→ **Given task**: Scale the listing from the line with "of the patterned" to the line with "<point>390,34</point>", both ends included, and give only those lines. Reproduce every line, requests included, but multiply each x and y coordinate in the answers by 0.95 and round to whole numbers, halves up.

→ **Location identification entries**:

________________________________________

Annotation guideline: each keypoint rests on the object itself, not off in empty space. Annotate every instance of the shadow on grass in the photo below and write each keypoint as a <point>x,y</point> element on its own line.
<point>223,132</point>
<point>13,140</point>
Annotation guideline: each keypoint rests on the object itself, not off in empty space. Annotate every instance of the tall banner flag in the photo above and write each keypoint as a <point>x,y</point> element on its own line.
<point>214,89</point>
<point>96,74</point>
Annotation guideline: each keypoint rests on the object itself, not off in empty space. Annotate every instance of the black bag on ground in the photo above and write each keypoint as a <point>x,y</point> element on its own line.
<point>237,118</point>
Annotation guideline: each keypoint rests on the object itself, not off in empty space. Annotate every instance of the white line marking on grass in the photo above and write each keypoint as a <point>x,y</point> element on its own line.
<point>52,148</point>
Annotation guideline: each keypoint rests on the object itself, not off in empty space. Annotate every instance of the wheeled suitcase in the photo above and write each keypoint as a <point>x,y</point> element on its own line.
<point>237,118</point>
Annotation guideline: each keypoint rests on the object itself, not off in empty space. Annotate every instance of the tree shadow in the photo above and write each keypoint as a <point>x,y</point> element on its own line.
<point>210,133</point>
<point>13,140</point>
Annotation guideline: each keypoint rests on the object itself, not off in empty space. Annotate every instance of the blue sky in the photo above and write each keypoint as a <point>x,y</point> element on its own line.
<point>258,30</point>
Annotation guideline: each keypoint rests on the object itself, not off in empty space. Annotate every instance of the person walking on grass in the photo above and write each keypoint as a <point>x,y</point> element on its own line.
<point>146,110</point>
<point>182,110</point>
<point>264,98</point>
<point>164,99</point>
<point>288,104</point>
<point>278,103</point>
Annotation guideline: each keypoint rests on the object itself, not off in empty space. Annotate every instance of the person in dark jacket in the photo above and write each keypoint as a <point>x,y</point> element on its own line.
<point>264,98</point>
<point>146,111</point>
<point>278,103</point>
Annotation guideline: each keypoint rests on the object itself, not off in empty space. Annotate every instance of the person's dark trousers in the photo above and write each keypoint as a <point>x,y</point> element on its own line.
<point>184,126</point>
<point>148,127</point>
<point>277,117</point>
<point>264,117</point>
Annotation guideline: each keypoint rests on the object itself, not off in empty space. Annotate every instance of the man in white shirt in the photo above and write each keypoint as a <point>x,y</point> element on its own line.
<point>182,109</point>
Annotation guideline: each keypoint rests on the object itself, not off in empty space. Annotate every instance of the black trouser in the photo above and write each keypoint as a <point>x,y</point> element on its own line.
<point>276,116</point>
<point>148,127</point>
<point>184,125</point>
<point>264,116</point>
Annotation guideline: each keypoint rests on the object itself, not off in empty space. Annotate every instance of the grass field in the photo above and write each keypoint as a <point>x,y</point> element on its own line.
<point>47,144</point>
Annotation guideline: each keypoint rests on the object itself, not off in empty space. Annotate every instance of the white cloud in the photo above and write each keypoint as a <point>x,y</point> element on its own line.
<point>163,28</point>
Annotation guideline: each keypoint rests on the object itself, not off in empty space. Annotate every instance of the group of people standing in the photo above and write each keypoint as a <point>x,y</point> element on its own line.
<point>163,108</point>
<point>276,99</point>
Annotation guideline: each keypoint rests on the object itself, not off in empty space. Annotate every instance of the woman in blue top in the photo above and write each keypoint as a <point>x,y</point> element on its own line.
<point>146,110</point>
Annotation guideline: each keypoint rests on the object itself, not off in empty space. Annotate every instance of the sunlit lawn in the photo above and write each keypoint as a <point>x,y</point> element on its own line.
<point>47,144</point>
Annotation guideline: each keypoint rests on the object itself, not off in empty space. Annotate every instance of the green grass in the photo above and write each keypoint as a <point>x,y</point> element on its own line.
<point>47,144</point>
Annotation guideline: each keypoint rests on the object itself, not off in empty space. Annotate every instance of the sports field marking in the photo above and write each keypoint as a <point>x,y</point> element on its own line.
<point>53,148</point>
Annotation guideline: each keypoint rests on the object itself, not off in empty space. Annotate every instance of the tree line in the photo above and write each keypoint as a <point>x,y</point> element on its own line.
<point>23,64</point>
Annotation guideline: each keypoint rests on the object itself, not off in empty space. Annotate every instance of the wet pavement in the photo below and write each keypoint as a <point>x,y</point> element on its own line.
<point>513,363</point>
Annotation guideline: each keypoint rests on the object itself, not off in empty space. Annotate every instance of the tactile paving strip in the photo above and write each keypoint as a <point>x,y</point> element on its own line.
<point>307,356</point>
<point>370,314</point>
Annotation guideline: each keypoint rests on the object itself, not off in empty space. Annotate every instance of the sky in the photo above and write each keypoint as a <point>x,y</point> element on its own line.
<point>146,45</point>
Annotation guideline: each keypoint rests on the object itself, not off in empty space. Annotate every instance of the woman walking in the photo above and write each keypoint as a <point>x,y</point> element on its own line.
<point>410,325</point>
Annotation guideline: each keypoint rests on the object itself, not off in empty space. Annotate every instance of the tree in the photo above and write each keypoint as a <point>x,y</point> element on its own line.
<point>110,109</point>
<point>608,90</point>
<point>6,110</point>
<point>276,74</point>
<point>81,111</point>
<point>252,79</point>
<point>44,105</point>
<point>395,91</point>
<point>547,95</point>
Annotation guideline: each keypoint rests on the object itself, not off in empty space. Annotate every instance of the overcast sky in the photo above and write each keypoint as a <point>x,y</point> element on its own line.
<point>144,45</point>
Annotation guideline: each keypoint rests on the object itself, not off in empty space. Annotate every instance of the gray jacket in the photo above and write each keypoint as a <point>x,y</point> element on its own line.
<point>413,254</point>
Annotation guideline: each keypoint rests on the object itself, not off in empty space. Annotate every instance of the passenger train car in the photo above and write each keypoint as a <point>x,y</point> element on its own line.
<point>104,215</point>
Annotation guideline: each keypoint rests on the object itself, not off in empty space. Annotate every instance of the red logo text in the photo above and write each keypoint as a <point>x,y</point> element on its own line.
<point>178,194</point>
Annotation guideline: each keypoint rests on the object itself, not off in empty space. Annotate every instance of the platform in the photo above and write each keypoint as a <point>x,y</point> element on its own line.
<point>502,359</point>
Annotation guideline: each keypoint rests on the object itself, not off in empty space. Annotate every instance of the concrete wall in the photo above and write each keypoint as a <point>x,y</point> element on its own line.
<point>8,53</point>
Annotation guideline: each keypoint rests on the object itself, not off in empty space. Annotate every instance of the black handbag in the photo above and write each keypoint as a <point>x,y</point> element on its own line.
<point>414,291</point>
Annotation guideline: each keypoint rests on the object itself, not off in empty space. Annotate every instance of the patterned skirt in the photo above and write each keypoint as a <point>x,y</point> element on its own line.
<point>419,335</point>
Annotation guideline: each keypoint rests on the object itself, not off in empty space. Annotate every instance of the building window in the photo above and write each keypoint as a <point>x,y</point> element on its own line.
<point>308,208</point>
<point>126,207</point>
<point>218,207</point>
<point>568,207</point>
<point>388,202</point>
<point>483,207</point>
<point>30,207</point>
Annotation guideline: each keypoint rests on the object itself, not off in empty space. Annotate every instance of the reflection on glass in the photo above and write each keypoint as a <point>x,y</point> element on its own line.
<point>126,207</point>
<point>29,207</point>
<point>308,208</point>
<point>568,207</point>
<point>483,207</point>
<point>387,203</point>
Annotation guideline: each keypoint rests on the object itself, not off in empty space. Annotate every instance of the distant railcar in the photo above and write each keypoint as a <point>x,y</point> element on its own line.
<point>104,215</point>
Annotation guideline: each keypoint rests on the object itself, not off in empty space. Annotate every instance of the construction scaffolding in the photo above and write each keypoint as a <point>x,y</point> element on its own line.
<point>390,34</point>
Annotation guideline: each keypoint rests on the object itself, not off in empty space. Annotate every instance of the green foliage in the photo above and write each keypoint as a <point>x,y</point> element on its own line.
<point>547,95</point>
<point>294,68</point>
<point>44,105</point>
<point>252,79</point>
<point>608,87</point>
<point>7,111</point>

________________________________________

→ **Task solution**:
Annotation guideline: each keypoint rests on the object itself, not off in empty space. Annotate every instance of the patterned skirt in the photo above and write each keypoint as a <point>x,y</point> element on its own line.
<point>398,318</point>
Annotation guideline: each keypoint rests on the object itself, not off in empty space. Annotate every instance of the building window in the photo above and write each keypoint as a <point>x,y</point> element on its own line.
<point>293,198</point>
<point>120,197</point>
<point>207,197</point>
<point>540,197</point>
<point>369,192</point>
<point>459,197</point>
<point>29,197</point>
Annotation guideline: each keypoint rests on the object itself, not off in empty space. Annotate every instance of the reflection on glass in the photo above and write each keypoint as a <point>x,y</point> element on its own line.
<point>120,197</point>
<point>28,197</point>
<point>293,198</point>
<point>540,197</point>
<point>459,197</point>
<point>368,193</point>
Annotation guideline: each keypoint rests on the object itself, not off in empty space. Annotate every instance of the distant railcar in the photo above and write each keypoint as a <point>x,y</point> element on its own line.
<point>99,204</point>
Annotation guideline: each keypoint rests on the object itself, not off in empty space. Annotate every instance of the construction scaffolding in the photo above and write each keypoint as a <point>x,y</point> element on its own line.
<point>371,32</point>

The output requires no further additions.